--- Start GIVEN DATA ---

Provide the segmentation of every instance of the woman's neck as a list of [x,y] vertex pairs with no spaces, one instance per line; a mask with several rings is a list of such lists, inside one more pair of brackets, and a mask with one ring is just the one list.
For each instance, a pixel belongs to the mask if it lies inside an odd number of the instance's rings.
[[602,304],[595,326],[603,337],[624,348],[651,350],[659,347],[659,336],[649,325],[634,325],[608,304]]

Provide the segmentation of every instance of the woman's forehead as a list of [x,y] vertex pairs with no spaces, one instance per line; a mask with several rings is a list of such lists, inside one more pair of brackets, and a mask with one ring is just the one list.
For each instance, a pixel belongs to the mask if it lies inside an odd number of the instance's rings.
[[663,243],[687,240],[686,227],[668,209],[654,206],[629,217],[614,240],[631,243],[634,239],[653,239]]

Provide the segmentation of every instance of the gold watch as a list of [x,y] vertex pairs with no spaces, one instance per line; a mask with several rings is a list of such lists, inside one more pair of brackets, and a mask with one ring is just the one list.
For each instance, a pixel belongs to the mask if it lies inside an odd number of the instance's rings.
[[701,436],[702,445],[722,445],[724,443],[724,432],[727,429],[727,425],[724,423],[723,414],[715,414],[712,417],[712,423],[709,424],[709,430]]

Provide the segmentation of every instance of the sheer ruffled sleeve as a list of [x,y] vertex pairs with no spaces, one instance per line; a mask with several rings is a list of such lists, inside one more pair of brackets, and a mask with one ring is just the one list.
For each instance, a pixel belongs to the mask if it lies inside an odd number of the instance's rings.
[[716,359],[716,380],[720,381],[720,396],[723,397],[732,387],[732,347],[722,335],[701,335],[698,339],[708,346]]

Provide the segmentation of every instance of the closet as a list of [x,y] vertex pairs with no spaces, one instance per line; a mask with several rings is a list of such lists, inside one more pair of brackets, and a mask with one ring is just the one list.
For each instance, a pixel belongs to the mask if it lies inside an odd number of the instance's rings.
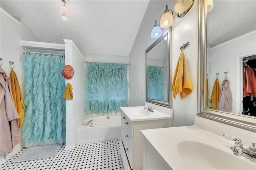
[[243,58],[243,115],[256,116],[256,55]]
[[75,146],[75,121],[84,113],[84,64],[85,59],[72,40],[64,40],[64,44],[23,41],[21,45],[24,50],[41,54],[65,54],[65,65],[72,65],[74,70],[73,78],[66,80],[66,85],[69,83],[73,88],[73,100],[66,100],[66,146],[65,150],[72,149]]

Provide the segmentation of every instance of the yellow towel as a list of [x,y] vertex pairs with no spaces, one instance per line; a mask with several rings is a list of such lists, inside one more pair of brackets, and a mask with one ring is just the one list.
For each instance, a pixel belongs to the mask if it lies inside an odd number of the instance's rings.
[[20,117],[19,118],[19,125],[20,128],[21,125],[23,123],[23,119],[24,117],[23,97],[20,87],[19,81],[13,69],[12,69],[11,73],[10,75],[10,81],[11,82],[12,92],[13,99],[14,101],[15,107]]
[[73,99],[72,89],[73,87],[72,87],[71,84],[69,83],[68,83],[66,89],[64,91],[62,99],[72,100]]
[[183,50],[181,51],[173,76],[172,85],[172,94],[174,99],[180,93],[180,98],[183,99],[189,95],[193,90],[189,77],[187,60]]
[[217,110],[218,106],[218,103],[219,102],[220,99],[220,87],[219,84],[219,80],[218,77],[215,80],[214,85],[212,88],[212,96],[210,102],[211,103],[212,107],[211,109],[214,110]]

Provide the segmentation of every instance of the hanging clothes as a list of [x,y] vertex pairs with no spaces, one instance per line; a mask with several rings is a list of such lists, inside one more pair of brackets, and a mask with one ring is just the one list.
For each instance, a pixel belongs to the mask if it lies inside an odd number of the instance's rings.
[[23,123],[23,118],[24,117],[24,104],[23,104],[23,97],[19,84],[19,81],[16,75],[16,73],[12,69],[10,74],[10,81],[12,87],[12,92],[16,110],[19,114],[19,125],[20,128]]
[[218,110],[231,112],[232,109],[232,93],[229,86],[229,81],[225,78],[221,85],[220,95],[218,104]]
[[187,60],[183,50],[181,51],[176,65],[172,89],[174,98],[176,99],[177,95],[180,93],[182,99],[189,95],[193,90]]
[[9,77],[0,68],[0,155],[11,152],[21,142],[18,118]]
[[256,78],[253,69],[247,65],[243,66],[243,96],[256,97]]
[[218,103],[219,101],[220,95],[220,87],[219,84],[219,80],[218,77],[216,79],[214,85],[212,88],[212,96],[210,102],[211,103],[212,107],[210,109],[214,110],[217,110]]

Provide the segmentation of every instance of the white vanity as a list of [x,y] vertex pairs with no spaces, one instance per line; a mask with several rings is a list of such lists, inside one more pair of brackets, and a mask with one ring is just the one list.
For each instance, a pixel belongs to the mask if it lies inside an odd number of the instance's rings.
[[244,148],[256,142],[252,131],[196,116],[193,126],[141,130],[144,170],[256,169],[256,162],[233,154],[234,141]]
[[[144,107],[123,107],[120,152],[125,170],[143,169],[143,137],[140,130],[171,127],[172,116]],[[152,112],[154,111],[154,112]]]

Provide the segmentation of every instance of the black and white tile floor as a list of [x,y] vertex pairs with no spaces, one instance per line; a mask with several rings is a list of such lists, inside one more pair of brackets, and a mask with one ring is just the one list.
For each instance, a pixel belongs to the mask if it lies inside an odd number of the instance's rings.
[[23,149],[1,165],[1,170],[124,170],[118,140],[77,145],[72,150],[64,150],[62,146],[54,157],[13,163],[24,152]]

--- End GIVEN DATA ---

◆ **INSTRUCTIONS FOR THE TASK**: Please rewrite all the rows above as a numbered list, skipping the blank lines and leaving the pictures out.

◆ **TASK RESULT**:
1. Provide the segmentation of every instance of the woman's neck as a list of [x,y] vertex pairs with no spaces, one instance per line; a mask with several rings is a list of such lists, inside one more pair of brackets, and a mask with one ring is just the one list.
2. For each instance, a pixel belongs to the mask if it lies inside an odd number of the instance's rings.
3. [[602,304],[595,326],[603,337],[624,348],[651,350],[659,347],[659,336],[649,325],[634,325],[608,304]]
4. Provide the segmentation of every instance of the woman's forehead as a list of [x,y] vertex pairs with no spaces, one instance per line; a mask with several rings is a list of such lists, inside one more pair of brackets, and a mask with one ring is just the one list.
5. For each instance, a pixel belongs to the mask if it lies inside an odd number of the instance's rings.
6. [[663,243],[687,240],[686,227],[668,209],[654,206],[629,217],[614,240],[631,243],[634,239],[653,239]]
7. Provide the segmentation of every instance of the gold watch as a list of [x,y] vertex pairs with no spaces, one instance per line; a mask with several rings is a list of such lists, inside one more pair of brackets, and a mask with one ring is just the one list.
8. For each instance, a pixel belongs to the mask if it lies inside an odd number of the instance's rings.
9. [[701,436],[702,445],[722,445],[724,443],[724,432],[727,429],[727,425],[724,423],[723,414],[715,414],[712,417],[712,423],[709,424],[709,430]]
10. Provide the segmentation of every instance of the sheer ruffled sleeve as a list of [x,y] vertex pairs with no spaces, one instance per line; a mask with several rings is a list of such lists, inside one more pair of brackets, and a mask with one ring is just the one list.
11. For each instance, a pixel belongs to the mask if it lies inside an odd number of the instance's rings.
12. [[716,359],[716,380],[720,381],[720,396],[723,397],[732,387],[732,347],[722,335],[701,335],[698,339],[708,346]]
13. Provide the segmentation of every instance of the closet as a list of [x,y] vertex pairs with no spaces, one instance per line; a mask with several rings is a list of such lists, inside one more pair of brackets, and a mask with one ring is just the one list.
14. For each instance, a pixel belongs to the mask if it lies inside an odd number of the instance's rings.
15. [[243,58],[243,115],[256,116],[256,55]]
16. [[75,146],[75,121],[84,113],[84,64],[85,59],[72,40],[64,40],[64,44],[23,41],[21,45],[24,50],[41,54],[65,54],[65,65],[72,65],[74,70],[73,78],[66,80],[66,85],[69,83],[73,88],[73,100],[66,100],[66,146],[65,150],[72,149]]
17. Provide the segmentation of every instance of the yellow towel as a list of [x,y] vertex pairs with no spaces, one instance per line; a mask with several rings is a list of such lists, inside one more pair of brackets, and a mask with one ring is just the one list.
18. For each instance, a pixel belongs to the mask if it lies inside an odd number of the instance's rings.
19. [[20,117],[19,118],[19,125],[20,128],[21,125],[23,123],[23,119],[24,117],[23,97],[20,87],[19,81],[13,69],[12,69],[11,73],[10,75],[10,81],[11,82],[12,92],[13,99],[14,101],[15,107]]
20. [[73,99],[72,89],[73,87],[72,87],[71,84],[69,83],[68,83],[66,89],[64,91],[62,99],[72,100]]
21. [[183,50],[181,51],[173,76],[172,85],[172,94],[174,99],[180,93],[180,98],[183,99],[189,95],[193,90],[189,77],[187,60]]
22. [[217,110],[218,106],[218,103],[219,102],[220,99],[220,87],[219,84],[219,80],[218,77],[215,80],[214,85],[212,88],[212,96],[210,102],[211,103],[212,107],[211,109],[214,110]]
23. Provide the segmentation of every instance of the hanging clothes as a list of [x,y] vertex pairs with no spaces, one instance per line; a mask with several rings is a list of such lists, inside one more pair of brackets, and a mask with one ring is just the one list.
24. For each instance, a pixel belongs to the mask if it lies inside an odd number of the instance's rings.
25. [[23,123],[23,118],[24,117],[24,104],[23,104],[23,97],[19,84],[19,81],[16,75],[16,73],[12,69],[10,74],[10,81],[12,87],[12,92],[16,110],[19,114],[19,125],[20,128]]
26. [[218,110],[231,112],[232,109],[232,93],[229,86],[229,81],[225,78],[221,85],[220,95],[218,104]]
27. [[187,60],[183,50],[181,51],[176,65],[172,89],[174,98],[176,99],[177,95],[180,93],[182,99],[189,95],[193,90]]
28. [[9,77],[0,68],[0,155],[11,152],[21,142],[18,118]]
29. [[256,78],[253,69],[247,65],[243,66],[243,96],[256,97]]
30. [[218,103],[219,101],[220,95],[220,87],[219,84],[219,80],[218,77],[216,79],[214,85],[212,88],[212,96],[210,102],[211,103],[212,107],[210,109],[214,110],[217,110]]
31. Provide the segmentation of every instance of the white vanity as a list of [x,y] vertex pairs with no spaces, one instance per line; a mask with several rings is a list of such lists, inside one more pair of brackets, and a mask with one ring is just the one list.
32. For each instance, a pixel belongs to the mask if it lies inside an odd number of the instance's rings.
33. [[244,148],[256,142],[252,131],[196,116],[193,126],[141,130],[144,170],[256,169],[256,162],[233,154],[234,141]]
34. [[[144,107],[123,107],[120,152],[125,170],[143,169],[143,137],[140,130],[171,127],[172,116]],[[152,112],[154,111],[154,112]]]
35. Provide the segmentation of every instance of the black and white tile floor as a list of [x,y] vertex pairs with no spaces, one instance per line; a mask with several rings is a list of such lists, inside one more pair of brackets, and a mask with one ring is just the one list.
36. For each instance, a pixel belongs to the mask if it lies inside an odd number of the instance's rings.
37. [[23,149],[1,165],[1,170],[124,170],[118,140],[77,145],[72,150],[64,150],[62,146],[54,157],[13,163],[24,152]]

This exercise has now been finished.